→ **Task details**
Omit each picture as you copy the entries exactly.

═══ Supplied records ═══

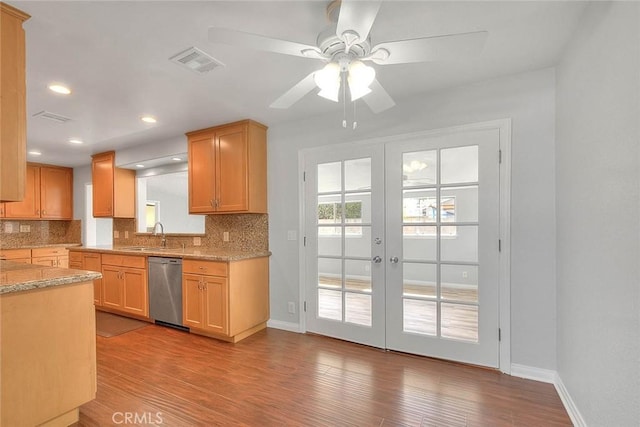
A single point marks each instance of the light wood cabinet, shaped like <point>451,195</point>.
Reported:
<point>226,300</point>
<point>124,284</point>
<point>113,188</point>
<point>16,255</point>
<point>228,168</point>
<point>51,257</point>
<point>13,107</point>
<point>49,194</point>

═══

→ **Written solution**
A single point marks each instance of the light wood cabinet, shaped like <point>451,195</point>.
Reported:
<point>226,300</point>
<point>124,284</point>
<point>113,188</point>
<point>16,255</point>
<point>228,168</point>
<point>51,257</point>
<point>13,107</point>
<point>49,194</point>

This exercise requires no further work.